- Reading passage:
——————

The holders of the Grace Preferred Equity Interests were entitled to monthly distributions at a rate of 7.50% per annum for the first 18 months following closing, through August 2016, and entitled to 8.00% per annum thereafter. The Company was required to reduce the liquidation value of the Grace Preferred Equity Interests to 50.0% of the $447.1 million originally issued by February 27, 2018, and to redeem the Grace Preferred Equity Interests in full by February 27, 2019.

 

On February 27, 2019, the Company used proceeds from the concurrent sale of Class C Units to the Brookfield Investor at the Final Closing to redeem the remaining $219.7 million in liquidation value of Grace Preferred Equity Interests.

 

Interest expense related to the Grace Preferred Equity Interests for the three months ended March 31, 2019 was $2.7 million.

 

Due to the fact that the Grace Preferred Equity Interests were mandatorily redeemable and certain of their other characteristics, the Grace Preferred Equity Interests were treated as debt in accordance with GAAP.

 

 

NOTES TO CONSOLIDATED FINANCIAL STATEMENTS

March 31, 2020

(Unaudited)

 

 

 

Note 7 - Accounts Payable and Accrued Expenses

 

The following is a summary of the components of accounts payable and accrued expenses (in thousands):

 

    March 31, 2020     December 31, 2019  

Trade accounts payable

  $ 9,138     $ 9,679  

Accrued expenses

    26,494       44,600  
Total   $ 35,632     $ 54,279  

 

 

Note 8 - Common Stock

 

The Company had 39,151,201 shares of common stock outstanding as of each of March 31, 2020 and December 31, 2019.

 

Share Repurchase Program

 

On September 24, 2018, the Company announced that its board of directors had adopted a new share repurchase program (the "SRP"), effective as of October 1, 2018, pursuant to which the Company was offering, subject to certain terms and conditions, liquidity to stockholders by offering to make quarterly repurchases of common stock at a price to be established by the board of directors. In February 2019, the board of directors suspended the SRP. The suspension will remain in effect unless and until the board takes further action to reactivate the SRP. There can be no assurance the SRP will be reactivated on its current terms, different terms or at all. Prior to such suspension, the Company repurchased a total of 211,154 shares of common stock pursuant to the SRP for a total purchase price of $1.9 million, including 208,977 shares for a total purchase price of $1.9 million during the quarter and year ended December 31, 2018. 

 

 

Note 9 - Share-Based Payments

 

The Company has an employee and director incentive restricted share plan (as amended and/or restated, the “RSP”), which provides it with the ability to grant awards of restricted shares and RSUs to the Company’s directors, officers and employees, as well as the directors and employees of entities that provide services to the Company. The total number of shares of common stock that may be granted under the RSP may not exceed 5% of the outstanding shares of common stock on a fully diluted basis at any time and in any event may not exceed 4,000,000 shares (as such number may be adjusted for stock splits, stock dividends, combinations and similar events).

——————

- Records of labeled points:
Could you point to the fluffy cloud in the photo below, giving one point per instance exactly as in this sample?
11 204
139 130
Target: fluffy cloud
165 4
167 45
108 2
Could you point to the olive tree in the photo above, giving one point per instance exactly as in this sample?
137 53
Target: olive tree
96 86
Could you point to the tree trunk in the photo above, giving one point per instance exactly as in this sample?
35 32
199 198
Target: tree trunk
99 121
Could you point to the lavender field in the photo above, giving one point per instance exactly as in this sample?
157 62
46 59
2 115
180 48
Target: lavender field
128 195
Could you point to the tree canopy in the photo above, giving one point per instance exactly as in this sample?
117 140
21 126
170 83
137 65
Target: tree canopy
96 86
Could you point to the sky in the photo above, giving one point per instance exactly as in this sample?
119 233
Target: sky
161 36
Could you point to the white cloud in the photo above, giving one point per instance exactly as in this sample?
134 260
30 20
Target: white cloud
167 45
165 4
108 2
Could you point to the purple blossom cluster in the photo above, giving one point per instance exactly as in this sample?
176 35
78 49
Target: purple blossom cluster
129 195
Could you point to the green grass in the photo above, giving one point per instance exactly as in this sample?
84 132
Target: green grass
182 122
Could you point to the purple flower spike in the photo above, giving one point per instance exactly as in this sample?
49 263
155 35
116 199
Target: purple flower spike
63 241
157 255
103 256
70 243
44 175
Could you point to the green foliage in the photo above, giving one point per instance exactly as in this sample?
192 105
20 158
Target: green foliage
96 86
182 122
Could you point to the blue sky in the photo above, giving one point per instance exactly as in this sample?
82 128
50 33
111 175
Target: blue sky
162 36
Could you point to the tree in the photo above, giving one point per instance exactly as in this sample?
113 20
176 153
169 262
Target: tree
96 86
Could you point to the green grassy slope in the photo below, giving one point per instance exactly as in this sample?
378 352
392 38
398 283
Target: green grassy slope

——————

- Exercises:
1. According to the financial statement notes, how many shares of common stock did the Company have outstanding as of March 31, 2020?
2. Carry the financial statement notes forward from their final sentence, keeping the same formal accounting style.
The listing comes from a separate source.

- Per-task outputs:
1. 39,151,201 shares

2.
 

Restricted share awards entitle the recipient to receive shares of common stock from the Company under terms that provide for vesting over a specified period of time or upon attainment of pre-established performance objectives. Such awards would typically be forfeited with respect to the unvested shares upon the termination of the recipient’s employment or other relationship with the Company. Restricted shares may not, in general, be sold or otherwise transferred until restrictions are removed and the shares have vested. Holders of restricted shares may receive cash or stock distributions when and if paid prior to the time that the restrictions on the restricted shares have lapsed. Any distributions payable in shares of common stock are generally subject to the same restrictions as the underlying restricted shares. The restricted shares are measured at fair value and expensed over the applicable vesting period. The Company recognizes the impact of forfeited restricted share awards as they occur.

 

RSUs represent a contingent right to receive shares of common stock at a future settlement date, subject to satisfaction of applicable vesting conditions and/or other restrictions, as set forth in the RSP and an award agreement evidencing the grant of RSUs. RSUs may not, in general, be sold or otherwise transferred until restrictions are removed and the rights to the shares of common stock have vested. Holders of RSUs do not have or receive any voting rights with respect to the RSUs or any shares underlying any award of RSUs, but such holders generally are credited with dividend or other distribution equivalents that are regarded as having been reinvested in RSUs which are subject to the same vesting conditions and/or other restrictions as the underlying RSUs. The fair value of the RSUs is expensed over the applicable vesting period. The Company recognizes the impact of forfeited RSUs as they occur.

 

 

NOTES TO CONSOLIDATED FINANCIAL STATEMENTS

March 31, 2020

(Unaudited)

 

 

Restricted Share Awards

 

A summary of the Company's restricted share awards for the three months ended March 31, 2020 is presented below.

 

    Number of Shares     Weighted Average Grant Date Fair Value (per share)     Aggregate Intrinsic Value (in thousands)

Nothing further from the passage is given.